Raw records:
[start]
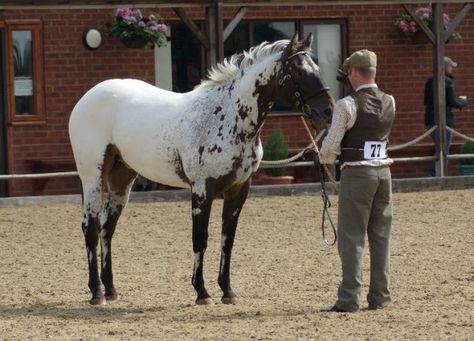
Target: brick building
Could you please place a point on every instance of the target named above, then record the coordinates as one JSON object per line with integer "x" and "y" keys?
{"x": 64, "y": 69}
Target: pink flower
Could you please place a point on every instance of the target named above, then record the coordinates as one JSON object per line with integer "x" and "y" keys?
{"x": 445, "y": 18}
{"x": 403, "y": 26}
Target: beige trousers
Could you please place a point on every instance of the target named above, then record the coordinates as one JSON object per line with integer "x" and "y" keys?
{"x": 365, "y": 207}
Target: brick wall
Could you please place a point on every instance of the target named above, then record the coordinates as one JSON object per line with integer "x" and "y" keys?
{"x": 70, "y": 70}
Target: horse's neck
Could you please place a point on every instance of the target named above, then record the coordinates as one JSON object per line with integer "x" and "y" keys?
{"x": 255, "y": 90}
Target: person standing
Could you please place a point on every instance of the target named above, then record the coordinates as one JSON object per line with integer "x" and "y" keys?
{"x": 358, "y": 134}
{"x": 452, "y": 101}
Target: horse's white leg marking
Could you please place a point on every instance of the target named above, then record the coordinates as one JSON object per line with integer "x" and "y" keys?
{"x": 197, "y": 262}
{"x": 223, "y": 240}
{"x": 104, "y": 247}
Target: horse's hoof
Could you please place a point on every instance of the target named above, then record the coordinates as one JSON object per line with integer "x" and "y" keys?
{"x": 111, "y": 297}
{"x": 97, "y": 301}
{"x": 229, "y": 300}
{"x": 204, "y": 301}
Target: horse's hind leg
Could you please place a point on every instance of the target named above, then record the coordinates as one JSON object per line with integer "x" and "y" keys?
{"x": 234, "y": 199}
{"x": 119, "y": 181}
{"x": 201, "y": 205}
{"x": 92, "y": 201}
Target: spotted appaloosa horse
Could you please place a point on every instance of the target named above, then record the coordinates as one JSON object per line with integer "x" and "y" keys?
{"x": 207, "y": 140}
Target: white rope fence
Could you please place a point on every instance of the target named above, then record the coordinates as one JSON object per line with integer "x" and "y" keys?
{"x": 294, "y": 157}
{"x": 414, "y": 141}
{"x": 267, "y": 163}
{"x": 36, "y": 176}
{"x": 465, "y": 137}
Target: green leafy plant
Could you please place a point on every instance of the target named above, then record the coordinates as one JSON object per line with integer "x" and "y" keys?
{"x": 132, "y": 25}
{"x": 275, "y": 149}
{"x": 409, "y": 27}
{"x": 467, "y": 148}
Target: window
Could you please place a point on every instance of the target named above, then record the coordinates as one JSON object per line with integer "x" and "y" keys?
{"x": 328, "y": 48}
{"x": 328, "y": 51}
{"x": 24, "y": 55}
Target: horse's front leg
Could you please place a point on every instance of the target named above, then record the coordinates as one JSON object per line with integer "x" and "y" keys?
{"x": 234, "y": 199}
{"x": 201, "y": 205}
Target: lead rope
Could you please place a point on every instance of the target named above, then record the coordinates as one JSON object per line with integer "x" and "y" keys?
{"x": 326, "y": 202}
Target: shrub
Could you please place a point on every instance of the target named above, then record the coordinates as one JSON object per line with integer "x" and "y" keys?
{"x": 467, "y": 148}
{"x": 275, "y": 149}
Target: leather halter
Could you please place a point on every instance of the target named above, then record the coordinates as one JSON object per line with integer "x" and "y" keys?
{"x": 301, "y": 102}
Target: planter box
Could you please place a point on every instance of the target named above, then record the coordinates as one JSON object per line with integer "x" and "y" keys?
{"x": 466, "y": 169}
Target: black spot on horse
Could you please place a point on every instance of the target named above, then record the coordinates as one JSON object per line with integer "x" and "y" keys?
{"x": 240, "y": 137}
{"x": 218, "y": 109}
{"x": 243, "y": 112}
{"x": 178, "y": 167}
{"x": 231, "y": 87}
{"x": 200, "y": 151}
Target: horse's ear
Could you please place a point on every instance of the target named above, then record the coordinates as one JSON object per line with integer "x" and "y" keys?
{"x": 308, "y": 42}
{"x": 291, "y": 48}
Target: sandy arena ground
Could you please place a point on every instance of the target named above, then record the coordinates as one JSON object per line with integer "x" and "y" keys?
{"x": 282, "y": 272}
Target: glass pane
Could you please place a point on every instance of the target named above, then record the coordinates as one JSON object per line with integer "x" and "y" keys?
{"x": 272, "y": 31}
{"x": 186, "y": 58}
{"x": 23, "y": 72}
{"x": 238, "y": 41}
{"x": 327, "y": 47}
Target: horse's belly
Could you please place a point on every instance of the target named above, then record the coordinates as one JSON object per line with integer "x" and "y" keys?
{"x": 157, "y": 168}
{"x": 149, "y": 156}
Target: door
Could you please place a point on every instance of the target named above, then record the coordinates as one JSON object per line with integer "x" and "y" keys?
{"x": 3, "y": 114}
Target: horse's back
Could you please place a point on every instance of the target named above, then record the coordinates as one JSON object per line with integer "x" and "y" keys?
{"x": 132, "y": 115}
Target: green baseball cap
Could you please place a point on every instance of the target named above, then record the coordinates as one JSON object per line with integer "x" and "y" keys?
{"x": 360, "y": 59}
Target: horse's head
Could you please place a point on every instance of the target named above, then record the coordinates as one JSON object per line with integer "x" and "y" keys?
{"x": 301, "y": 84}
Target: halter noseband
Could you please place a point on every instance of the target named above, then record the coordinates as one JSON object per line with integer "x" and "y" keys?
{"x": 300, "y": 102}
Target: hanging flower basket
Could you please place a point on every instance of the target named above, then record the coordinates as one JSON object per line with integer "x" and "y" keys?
[end]
EXERCISE INSTRUCTIONS:
Lay out all of the data above as a numbered list, skipping blank lines and leaving out the pictures.

EXERCISE SOLUTION:
1. Target: brick building
2. Could you please place a point on every instance of the target named above, then record the coordinates as one JSON object per line with integer "x" and "y" keys?
3. {"x": 64, "y": 69}
4. Target: pink flower
5. Could you please place a point on every instance of the target named above, then record the coordinates as one JSON object per line with integer "x" and "y" keys?
6. {"x": 445, "y": 18}
7. {"x": 403, "y": 26}
8. Target: beige trousers
9. Could you please place a point on every instance of the target named above, then record the coordinates as one JSON object per line with integer "x" and "y" keys?
10. {"x": 365, "y": 207}
11. Target: brick wall
12. Could you please place a point on every instance of the target named above, then record the coordinates as one JSON object per line with integer "x" and "y" keys?
13. {"x": 70, "y": 70}
14. Target: horse's neck
15. Could you please place a point on every instance of the target named above, then record the coordinates as one JSON object per line with integer "x" and "y" keys?
16. {"x": 255, "y": 90}
17. Target: person standing
18. Could you please place a point on every instance of the target named above, then record the coordinates as one JSON object per line with integer "x" and "y" keys?
19. {"x": 358, "y": 134}
20. {"x": 452, "y": 101}
21. Target: horse's white leg marking
22. Could you please place a point on every instance of the target named above, then record the coordinates as one JSON object per line with integer "x" and "y" keys?
23. {"x": 197, "y": 262}
24. {"x": 223, "y": 240}
25. {"x": 104, "y": 247}
26. Target: horse's hoof
27. Could you please place a point on every instance of the target named above, then record the coordinates as one JSON object per line with integer "x" and "y" keys?
28. {"x": 111, "y": 297}
29. {"x": 97, "y": 301}
30. {"x": 229, "y": 300}
31. {"x": 204, "y": 301}
32. Target: horse's hind leg
33. Could you please place a point on every instance of the target named above, then record the coordinates as one JSON object per line with integer "x" and "y" keys?
34. {"x": 234, "y": 199}
35. {"x": 119, "y": 181}
36. {"x": 201, "y": 205}
37. {"x": 92, "y": 201}
38. Target: spotted appaloosa horse
39. Could you please place a point on every instance of the target named above, then record the coordinates as one JSON object per line with integer "x" and "y" keys?
40. {"x": 207, "y": 140}
41. Target: white rope fence
42. Could you please place a point on every instance of the target named above, then record the coordinates as one JSON object per line with integer "x" and "y" keys?
43. {"x": 294, "y": 157}
44. {"x": 414, "y": 141}
45. {"x": 267, "y": 163}
46. {"x": 36, "y": 176}
47. {"x": 465, "y": 137}
48. Target: green leafy plant
49. Could you please place a point on every instance of the target named above, then record the coordinates as one JSON object per line with integer "x" and "y" keys?
50. {"x": 132, "y": 25}
51. {"x": 275, "y": 149}
52. {"x": 409, "y": 27}
53. {"x": 467, "y": 148}
54. Target: window
55. Could you please place a point on every instance of the target named above, then record the coordinates as one JSON object per line with integer "x" and "y" keys?
56. {"x": 328, "y": 48}
57. {"x": 328, "y": 51}
58. {"x": 24, "y": 55}
59. Target: horse's front leg
60. Could you please place a point on every instance of the target named above, then record the coordinates as one JSON object per line with integer "x" and "y" keys?
61. {"x": 234, "y": 199}
62. {"x": 201, "y": 205}
63. Target: lead rope
64. Could you please place a point on every instance of the target named above, then record the coordinates as one JSON object per line with integer "x" and "y" keys?
65. {"x": 326, "y": 202}
66. Target: shrub
67. Could you please place a point on every instance of the target named above, then record the coordinates as one JSON object per line with integer "x" and "y" keys?
68. {"x": 467, "y": 148}
69. {"x": 275, "y": 149}
70. Target: leather halter
71. Could you please place a point on every instance of the target named above, then record the coordinates as one JSON object per line with integer "x" and "y" keys?
72. {"x": 301, "y": 102}
73. Target: planter box
74. Could you please place a point on every instance of the target named above, then record the coordinates as one JSON object per line with integer "x" and "y" keys?
75. {"x": 466, "y": 169}
76. Target: black spot on horse
77. Could you please place a point on every instance of the target named above, then record the coordinates as one JSON object per line with integer "x" and "y" keys?
78. {"x": 240, "y": 137}
79. {"x": 218, "y": 109}
80. {"x": 243, "y": 112}
81. {"x": 178, "y": 167}
82. {"x": 231, "y": 87}
83. {"x": 200, "y": 151}
84. Target: horse's ear
85. Could you please place a point on every instance of the target named above, then record the coordinates as one JSON object per line with integer "x" and "y" keys?
86. {"x": 308, "y": 42}
87. {"x": 291, "y": 48}
88. Target: sandy arena ground
89. Could you please place a point on every instance of the target named above, then record the coordinates as one JSON object per line with integer "x" and "y" keys?
90. {"x": 282, "y": 272}
91. Target: glass pane
92. Could you please place a point on every instance of the target named above, then record the coordinates as one JSON object per line with integer "x" and "y" keys?
93. {"x": 272, "y": 31}
94. {"x": 186, "y": 58}
95. {"x": 23, "y": 72}
96. {"x": 238, "y": 41}
97. {"x": 327, "y": 47}
98. Target: horse's belly
99. Could you please place a point on every instance of the target named above, then record the coordinates as one JSON object per line with integer "x" and "y" keys?
100. {"x": 157, "y": 168}
101. {"x": 149, "y": 156}
102. Target: door
103. Could you please place a point on every instance of the target named above, then record the coordinates as one JSON object per line with integer "x" and "y" keys?
104. {"x": 3, "y": 114}
105. Target: horse's back
106. Could you please place a point on every instance of the target named above, then record the coordinates as one JSON object per line with integer "x" and "y" keys?
107. {"x": 132, "y": 115}
108. Target: green baseball cap
109. Could you please place a point on every instance of the target named above, then record the coordinates as one JSON object per line with integer "x" and "y" keys?
110. {"x": 360, "y": 59}
111. Target: horse's head
112. Could you please place a point on every instance of the target named above, then record the coordinates as one JSON object per line with integer "x" and "y" keys?
113. {"x": 301, "y": 84}
114. Target: halter noseband
115. Could you please place a point on every instance of the target named above, then record the coordinates as one JSON object per line with integer "x" and "y" keys?
116. {"x": 300, "y": 102}
117. Target: hanging flower basket
118. Could you please place a point on every instance of the target named above, then record the coordinates as one JSON object per line with integer "x" and "y" keys?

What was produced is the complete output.